EXERCISE
Please extract every one of the entries below, reproducing each line verbatim with no changes.

DATA RECORDS
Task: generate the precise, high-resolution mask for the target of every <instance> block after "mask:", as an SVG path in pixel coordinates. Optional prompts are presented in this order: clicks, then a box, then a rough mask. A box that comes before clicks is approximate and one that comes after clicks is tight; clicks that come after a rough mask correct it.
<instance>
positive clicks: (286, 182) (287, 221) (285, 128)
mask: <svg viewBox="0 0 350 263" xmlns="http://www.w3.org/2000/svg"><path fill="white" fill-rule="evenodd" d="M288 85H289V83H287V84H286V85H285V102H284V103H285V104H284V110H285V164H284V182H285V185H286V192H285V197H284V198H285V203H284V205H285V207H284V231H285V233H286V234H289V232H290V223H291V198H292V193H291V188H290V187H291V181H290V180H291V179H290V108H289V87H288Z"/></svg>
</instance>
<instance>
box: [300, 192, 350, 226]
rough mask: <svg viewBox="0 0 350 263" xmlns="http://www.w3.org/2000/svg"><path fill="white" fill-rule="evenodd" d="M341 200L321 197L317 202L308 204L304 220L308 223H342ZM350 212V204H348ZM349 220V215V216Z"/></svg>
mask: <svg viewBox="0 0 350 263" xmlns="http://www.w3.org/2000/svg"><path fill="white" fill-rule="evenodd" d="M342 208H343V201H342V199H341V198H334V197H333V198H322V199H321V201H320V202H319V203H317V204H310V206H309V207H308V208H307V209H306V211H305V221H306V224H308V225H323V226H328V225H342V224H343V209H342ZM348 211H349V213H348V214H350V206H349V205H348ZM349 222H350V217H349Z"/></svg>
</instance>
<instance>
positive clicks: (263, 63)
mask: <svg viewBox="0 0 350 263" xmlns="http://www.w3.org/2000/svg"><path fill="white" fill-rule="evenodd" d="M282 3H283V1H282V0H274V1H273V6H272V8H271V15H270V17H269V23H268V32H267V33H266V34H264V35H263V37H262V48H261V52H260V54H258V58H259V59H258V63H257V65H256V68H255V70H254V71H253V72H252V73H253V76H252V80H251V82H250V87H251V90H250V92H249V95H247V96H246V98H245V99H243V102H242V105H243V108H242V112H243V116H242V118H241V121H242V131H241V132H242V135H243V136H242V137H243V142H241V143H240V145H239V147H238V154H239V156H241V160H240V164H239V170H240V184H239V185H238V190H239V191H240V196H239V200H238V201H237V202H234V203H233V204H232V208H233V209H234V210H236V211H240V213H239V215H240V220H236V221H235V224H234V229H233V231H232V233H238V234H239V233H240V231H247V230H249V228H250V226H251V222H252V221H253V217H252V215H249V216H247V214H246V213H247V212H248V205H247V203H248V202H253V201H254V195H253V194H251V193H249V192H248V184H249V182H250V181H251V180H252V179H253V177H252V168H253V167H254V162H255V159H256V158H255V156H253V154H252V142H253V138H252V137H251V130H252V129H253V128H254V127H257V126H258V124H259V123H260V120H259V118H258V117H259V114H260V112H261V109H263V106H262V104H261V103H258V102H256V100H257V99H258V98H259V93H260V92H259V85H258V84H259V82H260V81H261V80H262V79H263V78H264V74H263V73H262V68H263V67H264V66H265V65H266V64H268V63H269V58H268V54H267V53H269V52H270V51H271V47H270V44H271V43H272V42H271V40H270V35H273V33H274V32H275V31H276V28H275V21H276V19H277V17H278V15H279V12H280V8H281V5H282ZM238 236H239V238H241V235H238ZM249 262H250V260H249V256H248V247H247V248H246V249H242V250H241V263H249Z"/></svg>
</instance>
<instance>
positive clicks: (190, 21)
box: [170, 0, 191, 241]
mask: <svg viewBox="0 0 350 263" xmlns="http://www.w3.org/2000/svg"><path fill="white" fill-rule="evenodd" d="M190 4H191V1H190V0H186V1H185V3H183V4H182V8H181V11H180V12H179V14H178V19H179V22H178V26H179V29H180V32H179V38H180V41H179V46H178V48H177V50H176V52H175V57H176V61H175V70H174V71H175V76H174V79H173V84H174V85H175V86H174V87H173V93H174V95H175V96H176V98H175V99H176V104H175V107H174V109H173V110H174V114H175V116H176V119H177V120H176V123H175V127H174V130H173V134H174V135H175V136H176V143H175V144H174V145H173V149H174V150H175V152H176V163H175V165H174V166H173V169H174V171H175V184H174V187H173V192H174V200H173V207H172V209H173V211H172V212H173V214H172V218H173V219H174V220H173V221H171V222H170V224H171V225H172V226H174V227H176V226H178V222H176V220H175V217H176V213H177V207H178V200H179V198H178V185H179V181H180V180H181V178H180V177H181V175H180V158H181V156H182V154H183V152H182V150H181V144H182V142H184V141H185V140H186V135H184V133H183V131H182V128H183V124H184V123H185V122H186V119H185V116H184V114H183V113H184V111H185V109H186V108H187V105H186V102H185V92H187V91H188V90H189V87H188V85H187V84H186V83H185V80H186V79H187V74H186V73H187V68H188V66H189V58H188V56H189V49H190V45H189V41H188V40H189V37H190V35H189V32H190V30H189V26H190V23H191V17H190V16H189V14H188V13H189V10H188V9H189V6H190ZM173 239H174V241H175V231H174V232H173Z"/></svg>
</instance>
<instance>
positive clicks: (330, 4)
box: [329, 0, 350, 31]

WRITTEN SOLUTION
Task: generate the precise, high-resolution mask for the target of every <instance> block after "mask:", as an SVG path in pixel coordinates. Optional prompts are presented in this order: clicks, then a box, then a rough mask. A box that comes before clicks is approximate and one that comes after clicks is tight; clicks that come after a rough mask correct it.
<instance>
positive clicks: (286, 182) (287, 221) (285, 128)
mask: <svg viewBox="0 0 350 263" xmlns="http://www.w3.org/2000/svg"><path fill="white" fill-rule="evenodd" d="M288 85H289V83H287V84H286V85H285V102H284V103H285V104H284V110H285V164H284V182H285V185H286V192H285V197H284V198H285V203H284V205H285V207H284V231H285V233H286V234H289V232H290V223H291V198H292V193H291V188H290V187H291V181H290V180H291V179H290V108H289V87H288Z"/></svg>
</instance>
<instance>
box: [300, 192, 350, 226]
rough mask: <svg viewBox="0 0 350 263" xmlns="http://www.w3.org/2000/svg"><path fill="white" fill-rule="evenodd" d="M341 200L321 197L317 202L308 204L304 220L308 223H342ZM350 212V204H348ZM349 220V215V216Z"/></svg>
mask: <svg viewBox="0 0 350 263" xmlns="http://www.w3.org/2000/svg"><path fill="white" fill-rule="evenodd" d="M342 208H343V201H342V199H341V198H334V197H333V198H322V199H321V201H320V202H319V203H317V204H310V206H309V207H308V208H307V209H306V211H305V221H306V224H308V225H323V226H328V225H342V224H343V209H342ZM348 211H349V213H348V214H350V206H349V205H348ZM349 222H350V217H349Z"/></svg>
</instance>
<instance>
positive clicks: (263, 63)
mask: <svg viewBox="0 0 350 263" xmlns="http://www.w3.org/2000/svg"><path fill="white" fill-rule="evenodd" d="M282 3H283V1H282V0H274V1H273V6H272V8H271V15H270V17H269V23H268V32H267V33H266V34H264V35H263V37H262V48H261V52H260V54H258V58H259V59H258V63H257V65H256V68H255V70H254V71H253V72H252V73H253V76H252V80H251V82H250V87H251V90H250V92H249V95H247V96H246V98H245V99H243V102H242V105H243V108H242V112H243V116H242V118H241V121H242V131H241V132H242V135H243V136H242V137H243V142H241V143H240V145H239V147H238V154H239V156H241V160H240V164H239V170H240V184H239V185H238V190H239V191H240V196H239V200H238V201H237V202H234V203H233V204H232V208H233V209H234V210H236V211H240V213H239V215H240V220H236V221H235V224H234V229H233V231H232V233H238V234H239V233H240V231H247V230H249V228H250V226H251V222H252V221H253V217H252V215H249V216H247V214H246V213H247V212H248V205H247V203H248V202H253V201H254V195H253V194H251V193H249V192H248V184H249V182H250V181H251V180H252V179H253V177H252V168H253V167H254V162H255V159H256V158H255V156H253V154H252V142H253V138H252V137H251V130H252V129H253V128H254V127H257V126H258V124H259V123H260V120H259V118H258V117H259V114H260V112H261V109H263V106H262V104H261V103H258V102H256V100H257V99H258V98H259V93H260V92H259V85H258V84H259V82H260V81H261V80H262V79H263V78H264V74H263V73H262V68H263V67H264V66H265V65H266V64H268V63H269V58H268V54H267V53H269V52H270V51H271V47H270V44H271V43H272V42H271V40H270V35H273V33H274V32H275V31H276V28H275V21H276V19H277V17H278V15H279V12H280V8H281V5H282ZM238 236H239V238H241V235H238ZM249 262H250V260H249V256H248V247H247V248H246V249H242V250H241V263H249Z"/></svg>
</instance>
<instance>
positive clicks: (190, 21)
box: [170, 0, 191, 241]
mask: <svg viewBox="0 0 350 263" xmlns="http://www.w3.org/2000/svg"><path fill="white" fill-rule="evenodd" d="M190 4H191V1H190V0H186V1H185V3H183V4H182V8H181V11H180V12H179V14H178V19H179V22H178V26H179V29H180V32H179V38H180V41H179V46H178V48H177V50H176V52H175V57H176V61H175V70H174V71H175V76H174V79H173V84H174V85H175V86H174V87H173V93H174V95H175V96H176V98H175V99H176V104H175V107H174V109H173V110H174V114H175V116H176V119H177V120H176V123H175V127H174V130H173V134H174V135H175V136H176V143H175V144H174V145H173V149H174V150H175V152H176V163H175V165H174V166H173V169H174V171H175V184H174V187H173V192H174V200H173V207H172V209H173V211H172V212H173V214H172V218H173V219H174V220H173V221H171V222H170V224H171V225H172V226H174V227H176V226H178V222H176V220H175V217H176V213H177V207H178V200H179V198H178V185H179V181H180V180H181V178H180V177H181V175H180V158H181V156H182V154H183V152H182V150H181V144H182V142H184V141H185V140H186V135H184V133H183V131H182V128H183V124H184V123H185V122H186V119H185V116H184V114H183V113H184V111H185V109H186V108H187V105H186V102H185V92H187V91H188V90H189V87H188V85H187V84H186V83H185V80H186V79H187V74H186V73H187V68H188V66H189V58H188V56H189V49H190V45H189V41H188V40H189V37H190V35H189V32H190V30H189V26H190V23H191V17H190V16H189V14H188V13H189V10H188V9H189V6H190ZM173 239H174V241H175V231H174V232H173Z"/></svg>
</instance>
<instance>
positive clicks: (330, 4)
box: [329, 0, 350, 31]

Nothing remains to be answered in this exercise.